--- TEXT BLOCK Enclosed Below ---

Wednesday, March 28, 2012

Over 50? You need this.

kw: medicine, medical tests, colon health

OK, this may be TMI for some people: This is how a healthy colon looks from the inside. It is my colon, what there is left of it, looking along the transverse colon toward an anastomosis (surgically fitted joint). At the far end, where the color of the wall darkens, is the ileum, the small intestine.

I had a colonoscopy today, with great results. For the first time there were no polyps. My first colonoscopy, in late 2000, found not polyps but a large cancer. I was 53, and I really should have had a colonoscopy at age 50! Then the removal of a polyp would have prevented all that I went through in late 2000 and early 2001. The good news is, more than eleven years later, I am not a statistic but a cancer survivor.

Many folks are squeamish about having a colonoscopy done. "I don't want anyone running that hose up my butt!" If you see a colon fiberscope, it does look a lot like a six-foot length of black garden hose. Of course, it is a lot more flexible, so it can go through the twists and turns of a normal colon without doing harm.

If I recall right, I've had eight colonoscopies, including that first one in 2000. I had surgery to remove a third or more of my colon a week after that one, and then for five years I had one every year. Five years without a recurrence of cancer is considered a cure, particularly with colon cancer. Those five bring the total to six by the end of 2005. Then I had one in late 2008. Polyps were removed in all of these procedures, so I was scheduled for my next one in late 2011. Scheduling difficulties postponed that to today, only four months "late". My next one is scheduled for early 2015. This will probably continue for the rest of my life.

--- End of Enclosed TEXT BLOCK ---
--- PROVIDED INFORMATION Enclosed Below ---

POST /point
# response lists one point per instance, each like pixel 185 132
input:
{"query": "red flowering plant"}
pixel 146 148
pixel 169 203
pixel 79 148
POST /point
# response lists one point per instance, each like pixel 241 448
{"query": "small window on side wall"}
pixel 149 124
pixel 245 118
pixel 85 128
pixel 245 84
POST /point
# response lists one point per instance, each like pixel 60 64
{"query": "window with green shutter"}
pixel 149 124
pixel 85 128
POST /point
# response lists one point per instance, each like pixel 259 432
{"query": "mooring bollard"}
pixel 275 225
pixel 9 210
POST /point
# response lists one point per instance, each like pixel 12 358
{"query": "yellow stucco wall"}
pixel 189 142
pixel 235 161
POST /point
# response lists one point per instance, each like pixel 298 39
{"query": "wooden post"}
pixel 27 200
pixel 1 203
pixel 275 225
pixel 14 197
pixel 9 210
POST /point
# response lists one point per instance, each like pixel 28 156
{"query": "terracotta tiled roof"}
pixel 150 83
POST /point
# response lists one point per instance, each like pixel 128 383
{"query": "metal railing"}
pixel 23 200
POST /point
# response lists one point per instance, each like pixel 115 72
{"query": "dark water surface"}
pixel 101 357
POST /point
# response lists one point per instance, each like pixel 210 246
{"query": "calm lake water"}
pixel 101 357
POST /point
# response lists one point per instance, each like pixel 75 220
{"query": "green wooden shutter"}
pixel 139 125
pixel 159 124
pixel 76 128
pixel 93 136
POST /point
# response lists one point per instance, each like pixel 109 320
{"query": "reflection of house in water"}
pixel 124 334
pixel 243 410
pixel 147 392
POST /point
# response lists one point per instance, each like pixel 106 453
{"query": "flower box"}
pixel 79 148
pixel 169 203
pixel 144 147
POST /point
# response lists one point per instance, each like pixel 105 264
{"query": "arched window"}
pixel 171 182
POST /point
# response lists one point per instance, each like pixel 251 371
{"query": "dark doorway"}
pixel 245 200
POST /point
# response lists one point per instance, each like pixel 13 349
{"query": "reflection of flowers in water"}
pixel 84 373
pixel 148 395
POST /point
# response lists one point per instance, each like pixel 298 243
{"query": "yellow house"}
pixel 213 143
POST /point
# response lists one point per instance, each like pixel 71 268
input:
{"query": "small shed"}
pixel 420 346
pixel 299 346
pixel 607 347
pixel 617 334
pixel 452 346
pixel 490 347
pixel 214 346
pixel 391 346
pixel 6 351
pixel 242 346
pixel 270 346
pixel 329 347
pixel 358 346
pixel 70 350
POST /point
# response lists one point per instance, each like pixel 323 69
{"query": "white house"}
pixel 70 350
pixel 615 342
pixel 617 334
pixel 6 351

--- End of Enclosed PROVIDED INFORMATION ---

▸ PROBLEM REQUIREMENTS:
Reproduce the entire colonoscopy text shown above, word for word and without alteration.

▸ EXERCISE SOLUTION:
Wednesday, March 28, 2012

Over 50? You need this.

kw: medicine, medical tests, colon health

OK, this may be TMI for some people: This is how a healthy colon looks from the inside. It is my colon, what there is left of it, looking along the transverse colon toward an anastomosis (surgically fitted joint). At the far end, where the color of the wall darkens, is the ileum, the small intestine.

I had a colonoscopy today, with great results. For the first time there were no polyps. My first colonoscopy, in late 2000, found not polyps but a large cancer. I was 53, and I really should have had a colonoscopy at age 50! Then the removal of a polyp would have prevented all that I went through in late 2000 and early 2001. The good news is, more than eleven years later, I am not a statistic but a cancer survivor.

Many folks are squeamish about having a colonoscopy done. "I don't want anyone running that hose up my butt!" If you see a colon fiberscope, it does look a lot like a six-foot length of black garden hose. Of course, it is a lot more flexible, so it can go through the twists and turns of a normal colon without doing harm.

If I recall right, I've had eight colonoscopies, including that first one in 2000. I had surgery to remove a third or more of my colon a week after that one, and then for five years I had one every year. Five years without a recurrence of cancer is considered a cure, particularly with colon cancer. Those five bring the total to six by the end of 2005. Then I had one in late 2008. Polyps were removed in all of these procedures, so I was scheduled for my next one in late 2011. Scheduling difficulties postponed that to today, only four months "late". My next one is scheduled for early 2015. This will probably continue for the rest of my life.